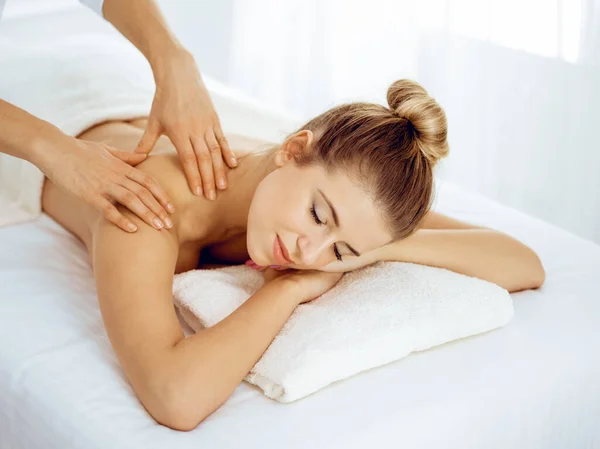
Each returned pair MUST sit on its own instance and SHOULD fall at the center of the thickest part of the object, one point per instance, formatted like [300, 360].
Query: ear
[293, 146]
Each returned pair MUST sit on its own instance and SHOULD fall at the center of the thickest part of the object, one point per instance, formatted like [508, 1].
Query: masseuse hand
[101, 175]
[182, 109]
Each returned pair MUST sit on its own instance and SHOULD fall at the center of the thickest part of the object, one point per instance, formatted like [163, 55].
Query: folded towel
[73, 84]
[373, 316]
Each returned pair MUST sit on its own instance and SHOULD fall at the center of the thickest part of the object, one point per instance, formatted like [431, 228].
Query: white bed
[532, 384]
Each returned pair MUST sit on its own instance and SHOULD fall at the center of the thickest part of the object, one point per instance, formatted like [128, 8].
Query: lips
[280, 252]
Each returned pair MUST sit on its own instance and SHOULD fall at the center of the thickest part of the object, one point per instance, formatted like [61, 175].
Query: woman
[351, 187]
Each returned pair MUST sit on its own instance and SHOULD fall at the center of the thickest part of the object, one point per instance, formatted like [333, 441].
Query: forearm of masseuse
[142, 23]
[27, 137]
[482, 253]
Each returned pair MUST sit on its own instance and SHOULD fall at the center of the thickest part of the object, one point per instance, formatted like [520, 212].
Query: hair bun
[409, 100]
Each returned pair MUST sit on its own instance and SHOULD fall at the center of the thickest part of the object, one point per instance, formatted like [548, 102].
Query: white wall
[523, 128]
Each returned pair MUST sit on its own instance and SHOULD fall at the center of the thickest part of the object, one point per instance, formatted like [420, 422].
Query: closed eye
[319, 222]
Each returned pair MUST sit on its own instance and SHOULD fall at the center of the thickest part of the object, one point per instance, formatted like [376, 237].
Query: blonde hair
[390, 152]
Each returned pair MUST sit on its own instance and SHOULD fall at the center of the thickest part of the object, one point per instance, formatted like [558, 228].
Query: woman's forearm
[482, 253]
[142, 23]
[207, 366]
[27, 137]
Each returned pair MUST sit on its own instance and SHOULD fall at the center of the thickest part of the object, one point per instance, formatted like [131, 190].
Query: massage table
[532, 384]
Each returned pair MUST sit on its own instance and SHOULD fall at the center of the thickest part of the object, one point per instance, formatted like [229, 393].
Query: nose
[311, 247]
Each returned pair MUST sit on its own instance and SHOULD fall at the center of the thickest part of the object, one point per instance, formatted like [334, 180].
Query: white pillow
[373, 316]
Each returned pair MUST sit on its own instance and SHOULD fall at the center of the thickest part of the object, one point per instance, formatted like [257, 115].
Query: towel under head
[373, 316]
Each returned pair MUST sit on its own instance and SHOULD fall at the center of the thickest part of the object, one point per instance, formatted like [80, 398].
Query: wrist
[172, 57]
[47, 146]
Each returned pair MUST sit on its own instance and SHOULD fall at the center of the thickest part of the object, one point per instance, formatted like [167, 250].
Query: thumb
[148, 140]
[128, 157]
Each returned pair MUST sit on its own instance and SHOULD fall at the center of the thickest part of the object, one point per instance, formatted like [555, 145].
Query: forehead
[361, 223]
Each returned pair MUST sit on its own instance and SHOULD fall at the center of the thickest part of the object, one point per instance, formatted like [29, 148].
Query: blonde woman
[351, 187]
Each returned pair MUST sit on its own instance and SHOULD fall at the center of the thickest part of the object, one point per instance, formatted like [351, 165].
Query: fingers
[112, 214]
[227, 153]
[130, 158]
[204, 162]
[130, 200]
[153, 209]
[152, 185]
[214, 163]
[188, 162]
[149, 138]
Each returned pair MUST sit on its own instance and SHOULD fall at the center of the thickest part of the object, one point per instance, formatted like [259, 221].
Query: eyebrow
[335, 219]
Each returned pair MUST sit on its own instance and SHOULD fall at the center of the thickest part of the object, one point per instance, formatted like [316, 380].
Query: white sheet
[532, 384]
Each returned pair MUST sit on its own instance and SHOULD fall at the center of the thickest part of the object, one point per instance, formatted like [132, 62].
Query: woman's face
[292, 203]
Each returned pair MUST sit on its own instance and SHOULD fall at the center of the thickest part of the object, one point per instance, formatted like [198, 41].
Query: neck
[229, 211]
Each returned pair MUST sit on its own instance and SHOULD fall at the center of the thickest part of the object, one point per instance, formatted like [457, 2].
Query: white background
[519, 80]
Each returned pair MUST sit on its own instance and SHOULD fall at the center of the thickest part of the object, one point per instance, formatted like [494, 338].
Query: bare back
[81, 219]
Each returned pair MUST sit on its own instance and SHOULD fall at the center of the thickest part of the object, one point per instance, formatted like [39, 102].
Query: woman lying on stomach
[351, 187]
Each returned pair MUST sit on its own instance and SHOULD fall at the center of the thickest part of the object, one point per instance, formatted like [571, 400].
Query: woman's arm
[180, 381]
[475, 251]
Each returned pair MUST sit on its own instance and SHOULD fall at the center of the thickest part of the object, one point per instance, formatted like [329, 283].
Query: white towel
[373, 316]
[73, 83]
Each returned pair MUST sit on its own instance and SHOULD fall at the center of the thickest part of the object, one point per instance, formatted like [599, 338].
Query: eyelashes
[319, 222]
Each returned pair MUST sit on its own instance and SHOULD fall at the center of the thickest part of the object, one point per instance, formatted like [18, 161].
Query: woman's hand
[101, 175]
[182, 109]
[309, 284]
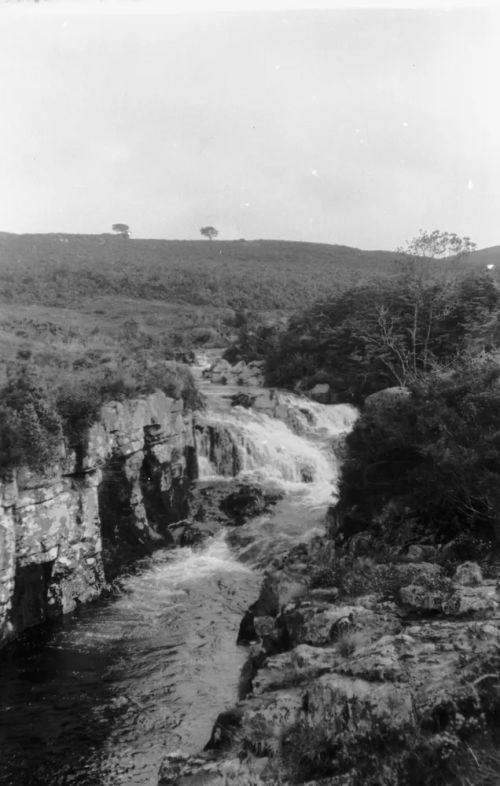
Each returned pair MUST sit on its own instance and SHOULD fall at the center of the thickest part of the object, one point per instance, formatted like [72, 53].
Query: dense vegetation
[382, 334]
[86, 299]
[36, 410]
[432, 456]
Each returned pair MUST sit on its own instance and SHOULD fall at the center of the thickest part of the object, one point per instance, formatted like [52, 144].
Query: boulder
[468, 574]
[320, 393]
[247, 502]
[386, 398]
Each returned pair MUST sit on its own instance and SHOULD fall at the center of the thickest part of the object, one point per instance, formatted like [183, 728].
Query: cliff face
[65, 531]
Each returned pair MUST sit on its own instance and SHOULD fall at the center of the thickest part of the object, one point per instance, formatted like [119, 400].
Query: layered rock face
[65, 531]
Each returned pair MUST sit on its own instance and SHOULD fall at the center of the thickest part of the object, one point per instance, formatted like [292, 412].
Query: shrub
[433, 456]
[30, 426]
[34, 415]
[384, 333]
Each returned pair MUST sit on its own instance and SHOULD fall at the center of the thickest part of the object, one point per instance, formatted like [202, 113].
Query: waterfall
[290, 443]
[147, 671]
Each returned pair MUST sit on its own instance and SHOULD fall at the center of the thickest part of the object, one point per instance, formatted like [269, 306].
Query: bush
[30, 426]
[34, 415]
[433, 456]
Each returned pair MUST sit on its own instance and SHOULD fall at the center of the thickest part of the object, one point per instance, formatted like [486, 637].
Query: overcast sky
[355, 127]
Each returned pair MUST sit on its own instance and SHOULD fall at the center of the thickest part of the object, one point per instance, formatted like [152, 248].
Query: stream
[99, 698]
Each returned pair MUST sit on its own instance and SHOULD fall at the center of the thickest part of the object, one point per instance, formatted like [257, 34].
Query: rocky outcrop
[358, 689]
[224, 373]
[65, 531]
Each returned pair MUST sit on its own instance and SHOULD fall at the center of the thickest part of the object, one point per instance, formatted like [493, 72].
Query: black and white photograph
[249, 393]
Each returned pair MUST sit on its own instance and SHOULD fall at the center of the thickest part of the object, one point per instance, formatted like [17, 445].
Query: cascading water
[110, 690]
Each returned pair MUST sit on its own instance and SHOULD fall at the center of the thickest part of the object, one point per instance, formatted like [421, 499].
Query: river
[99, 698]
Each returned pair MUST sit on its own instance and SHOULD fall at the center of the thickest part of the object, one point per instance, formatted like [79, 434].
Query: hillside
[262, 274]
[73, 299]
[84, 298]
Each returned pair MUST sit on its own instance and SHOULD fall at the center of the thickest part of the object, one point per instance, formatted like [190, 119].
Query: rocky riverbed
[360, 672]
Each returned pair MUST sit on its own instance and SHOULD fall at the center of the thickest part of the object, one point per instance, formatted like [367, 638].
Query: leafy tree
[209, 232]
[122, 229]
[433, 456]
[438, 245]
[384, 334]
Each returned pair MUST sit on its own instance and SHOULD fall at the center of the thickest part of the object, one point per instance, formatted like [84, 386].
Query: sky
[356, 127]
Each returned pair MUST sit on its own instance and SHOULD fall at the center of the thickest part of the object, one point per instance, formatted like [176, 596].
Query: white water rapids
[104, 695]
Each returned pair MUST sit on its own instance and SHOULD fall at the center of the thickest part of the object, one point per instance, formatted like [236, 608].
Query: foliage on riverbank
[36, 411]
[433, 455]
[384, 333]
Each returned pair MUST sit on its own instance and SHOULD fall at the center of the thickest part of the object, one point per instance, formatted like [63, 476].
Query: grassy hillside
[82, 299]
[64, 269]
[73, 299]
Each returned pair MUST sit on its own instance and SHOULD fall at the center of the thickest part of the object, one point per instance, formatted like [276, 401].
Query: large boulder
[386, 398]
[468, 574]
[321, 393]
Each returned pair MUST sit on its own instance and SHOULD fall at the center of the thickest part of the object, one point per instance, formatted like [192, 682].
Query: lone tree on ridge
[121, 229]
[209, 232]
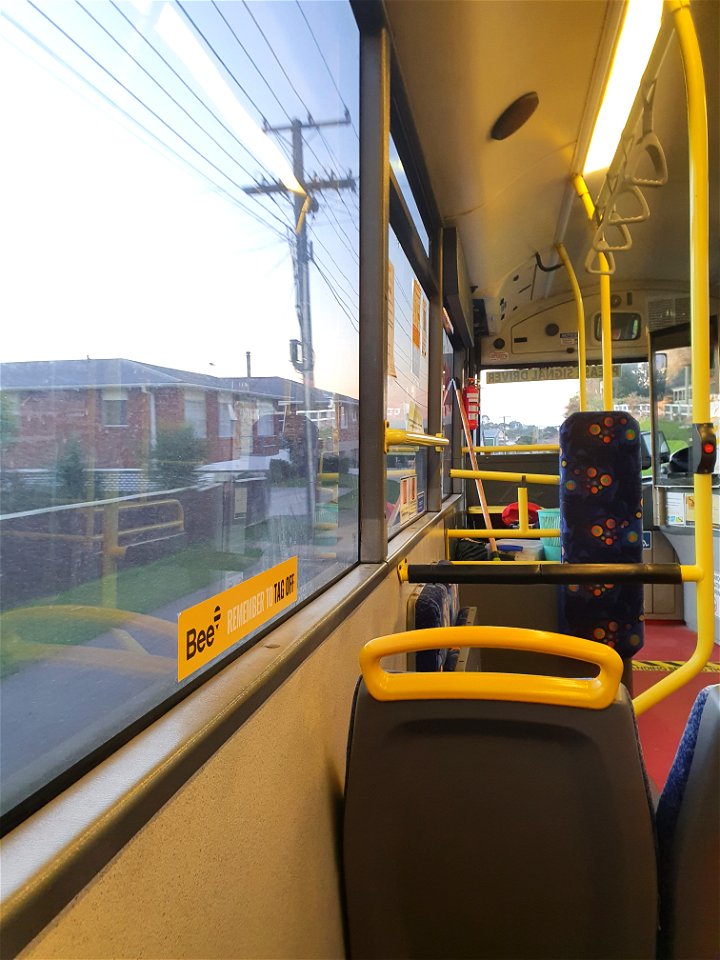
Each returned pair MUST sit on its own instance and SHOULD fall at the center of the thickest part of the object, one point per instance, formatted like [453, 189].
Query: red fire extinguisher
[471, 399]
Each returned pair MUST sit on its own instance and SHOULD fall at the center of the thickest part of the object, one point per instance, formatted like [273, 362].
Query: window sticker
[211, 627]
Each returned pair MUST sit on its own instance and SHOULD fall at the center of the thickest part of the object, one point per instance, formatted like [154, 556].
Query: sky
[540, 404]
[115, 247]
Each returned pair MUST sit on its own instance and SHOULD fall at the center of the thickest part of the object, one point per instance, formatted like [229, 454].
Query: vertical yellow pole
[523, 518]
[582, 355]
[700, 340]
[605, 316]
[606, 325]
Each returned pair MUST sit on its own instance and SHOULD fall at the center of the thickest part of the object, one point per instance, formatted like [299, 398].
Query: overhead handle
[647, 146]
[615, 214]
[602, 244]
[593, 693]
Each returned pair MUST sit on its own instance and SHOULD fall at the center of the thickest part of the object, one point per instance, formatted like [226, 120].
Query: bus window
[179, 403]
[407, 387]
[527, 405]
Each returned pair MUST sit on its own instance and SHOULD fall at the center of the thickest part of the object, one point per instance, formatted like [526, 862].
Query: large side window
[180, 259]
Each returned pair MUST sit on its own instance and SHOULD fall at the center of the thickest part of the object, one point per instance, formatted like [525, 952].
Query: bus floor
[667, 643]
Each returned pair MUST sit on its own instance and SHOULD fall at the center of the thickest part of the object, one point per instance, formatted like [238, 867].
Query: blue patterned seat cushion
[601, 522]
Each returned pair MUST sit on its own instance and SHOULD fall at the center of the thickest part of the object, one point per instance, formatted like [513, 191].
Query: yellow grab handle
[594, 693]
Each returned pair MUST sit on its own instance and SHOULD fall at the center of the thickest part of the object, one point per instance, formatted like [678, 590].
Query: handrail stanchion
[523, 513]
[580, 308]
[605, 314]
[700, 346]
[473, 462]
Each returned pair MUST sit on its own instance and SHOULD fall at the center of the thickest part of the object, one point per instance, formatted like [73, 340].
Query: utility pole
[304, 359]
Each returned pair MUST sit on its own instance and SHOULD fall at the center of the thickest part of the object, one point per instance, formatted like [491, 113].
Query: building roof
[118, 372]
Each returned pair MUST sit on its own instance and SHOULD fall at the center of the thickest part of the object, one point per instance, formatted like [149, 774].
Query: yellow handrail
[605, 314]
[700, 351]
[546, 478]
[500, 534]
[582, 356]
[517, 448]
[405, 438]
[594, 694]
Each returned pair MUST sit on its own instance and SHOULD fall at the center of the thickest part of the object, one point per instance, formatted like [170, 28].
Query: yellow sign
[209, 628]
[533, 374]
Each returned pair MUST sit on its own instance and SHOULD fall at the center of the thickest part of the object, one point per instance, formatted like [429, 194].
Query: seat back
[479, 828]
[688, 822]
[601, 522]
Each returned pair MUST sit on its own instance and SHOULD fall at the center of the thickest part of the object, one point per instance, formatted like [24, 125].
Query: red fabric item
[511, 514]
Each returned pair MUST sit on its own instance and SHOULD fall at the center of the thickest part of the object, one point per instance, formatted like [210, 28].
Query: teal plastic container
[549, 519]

++++++++++

**Exercise**
Starting with the line that contains "like [238, 867].", return each line through the last one of the data above, exactly as written and nothing more.

**Response to this exercise**
Each returned pair MUST sit on its own instance and SHOULD fall at the center of the thickest part of the object, one point per instance, formatted like [238, 867].
Query: blue patterned seat cushion
[601, 522]
Each returned pair MUST sit on its own instance and SHOULD fall at the center of the thickest part of the object, one point per instance, formatted like [513, 191].
Query: yellow grab handle
[594, 693]
Each returned pair MUST sit on its own instance and SHOULD fall at the center of the thickest part of the object, one point per instance, formatted like [678, 590].
Query: handrail stanchion
[523, 513]
[580, 308]
[605, 314]
[700, 346]
[473, 462]
Each returned pair MUST sit on its own instance and SHOULD fall at the center of the thickest part of the object, one point per instance, formatted like [73, 340].
Query: utility pole
[304, 359]
Each returned pair MUST sit on its own instance and SHOULD fall at the center of the thickest part of the object, one point per instance, formatted like [491, 113].
Query: building roof
[118, 372]
Each returned pair MUST sit on its own instance and SHOULD fall at the center of the thickest part of the object, one point per instance, formatted like [149, 774].
Query: yellow handrail
[605, 314]
[700, 351]
[546, 478]
[500, 534]
[582, 356]
[517, 448]
[405, 438]
[594, 694]
Each returned pair MUST sit on its own instance and SHOULD fall at the center of the thickest part of the object, one point per instance, formatted like [170, 28].
Query: yellow sign
[209, 628]
[533, 374]
Each returned pair MUST sit on its own instance and SHOULD fall at the center of the thickest part of the object, one point per instance, formatted like [429, 194].
Query: seat back
[479, 828]
[688, 822]
[601, 522]
Each returned pair MUST sit on its own instance and SHOULD fall at the center of the thickest part of the object, one point per instance, formatted like [24, 125].
Query: red fabric item
[511, 514]
Each returned pair MUST sit on its own instance and SHOULD fall at the center of the thickest part of the object, one point per instance, formatted like [210, 28].
Query: teal plastic container
[549, 519]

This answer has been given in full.